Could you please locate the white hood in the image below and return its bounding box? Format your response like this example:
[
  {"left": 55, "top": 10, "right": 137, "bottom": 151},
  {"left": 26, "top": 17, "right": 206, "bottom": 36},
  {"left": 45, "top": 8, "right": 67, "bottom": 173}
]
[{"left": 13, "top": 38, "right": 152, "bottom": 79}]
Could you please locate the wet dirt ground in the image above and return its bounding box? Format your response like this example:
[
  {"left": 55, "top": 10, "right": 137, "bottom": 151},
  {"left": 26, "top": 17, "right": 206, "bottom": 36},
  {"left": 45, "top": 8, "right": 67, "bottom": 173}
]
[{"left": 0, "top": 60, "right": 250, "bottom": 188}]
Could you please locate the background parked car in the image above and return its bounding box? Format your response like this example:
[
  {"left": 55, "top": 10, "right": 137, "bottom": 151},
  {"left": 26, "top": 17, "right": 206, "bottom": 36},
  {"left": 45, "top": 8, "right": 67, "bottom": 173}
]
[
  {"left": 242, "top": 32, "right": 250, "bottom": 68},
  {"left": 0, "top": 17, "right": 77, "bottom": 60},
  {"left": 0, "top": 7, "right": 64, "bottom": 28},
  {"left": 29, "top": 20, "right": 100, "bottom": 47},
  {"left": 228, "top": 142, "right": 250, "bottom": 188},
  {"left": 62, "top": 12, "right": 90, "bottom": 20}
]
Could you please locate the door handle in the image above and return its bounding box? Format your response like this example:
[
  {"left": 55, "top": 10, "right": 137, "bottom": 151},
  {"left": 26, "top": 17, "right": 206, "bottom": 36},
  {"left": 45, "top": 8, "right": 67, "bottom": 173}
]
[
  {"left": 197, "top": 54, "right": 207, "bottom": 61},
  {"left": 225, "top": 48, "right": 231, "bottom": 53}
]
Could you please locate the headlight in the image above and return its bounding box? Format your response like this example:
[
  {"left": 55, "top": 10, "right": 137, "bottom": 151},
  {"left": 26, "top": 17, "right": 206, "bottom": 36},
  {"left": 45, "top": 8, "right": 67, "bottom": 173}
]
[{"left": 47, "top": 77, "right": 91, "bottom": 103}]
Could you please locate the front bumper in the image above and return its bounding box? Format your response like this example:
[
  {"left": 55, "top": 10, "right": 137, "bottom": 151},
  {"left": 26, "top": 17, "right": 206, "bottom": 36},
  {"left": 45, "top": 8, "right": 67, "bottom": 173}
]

* * *

PROBLEM DETAILS: Write the entries above out again, verbatim.

SOLUTION TO THIS TASK:
Could you please locate the white hood in the image below and return its bounding box? Format your response like this example:
[
  {"left": 55, "top": 10, "right": 137, "bottom": 151},
  {"left": 26, "top": 17, "right": 206, "bottom": 36},
  {"left": 45, "top": 8, "right": 67, "bottom": 173}
]
[{"left": 13, "top": 38, "right": 152, "bottom": 79}]
Could you please locate the wet dirt ground in the image above and return its bounding box? Format your response like this example:
[
  {"left": 55, "top": 10, "right": 137, "bottom": 151},
  {"left": 26, "top": 17, "right": 206, "bottom": 36},
  {"left": 45, "top": 8, "right": 67, "bottom": 173}
]
[{"left": 0, "top": 60, "right": 250, "bottom": 188}]
Could you please locate the background parked car in the image above and return its bounding box? Format your response like this example:
[
  {"left": 55, "top": 10, "right": 137, "bottom": 151},
  {"left": 26, "top": 17, "right": 206, "bottom": 36},
  {"left": 45, "top": 8, "right": 67, "bottom": 173}
]
[
  {"left": 242, "top": 32, "right": 250, "bottom": 68},
  {"left": 0, "top": 17, "right": 77, "bottom": 60},
  {"left": 0, "top": 7, "right": 64, "bottom": 28},
  {"left": 29, "top": 20, "right": 100, "bottom": 47},
  {"left": 228, "top": 142, "right": 250, "bottom": 188},
  {"left": 62, "top": 12, "right": 90, "bottom": 20}
]
Could you please locate the door handle in the image above and return its bounding box? Format your response like this example:
[
  {"left": 55, "top": 10, "right": 137, "bottom": 151},
  {"left": 26, "top": 17, "right": 206, "bottom": 36},
  {"left": 45, "top": 8, "right": 67, "bottom": 173}
]
[
  {"left": 197, "top": 54, "right": 207, "bottom": 61},
  {"left": 225, "top": 48, "right": 231, "bottom": 53}
]
Could you please locate the headlight in the image above and return its bounding box? Format your response like this example:
[
  {"left": 55, "top": 10, "right": 137, "bottom": 151},
  {"left": 26, "top": 17, "right": 206, "bottom": 36},
  {"left": 45, "top": 8, "right": 67, "bottom": 173}
]
[{"left": 47, "top": 77, "right": 91, "bottom": 103}]
Could you please locate the front bumper in the image above and return its bounding box? Format your response like this example:
[
  {"left": 55, "top": 10, "right": 137, "bottom": 151},
  {"left": 26, "top": 17, "right": 206, "bottom": 36},
  {"left": 45, "top": 8, "right": 67, "bottom": 173}
]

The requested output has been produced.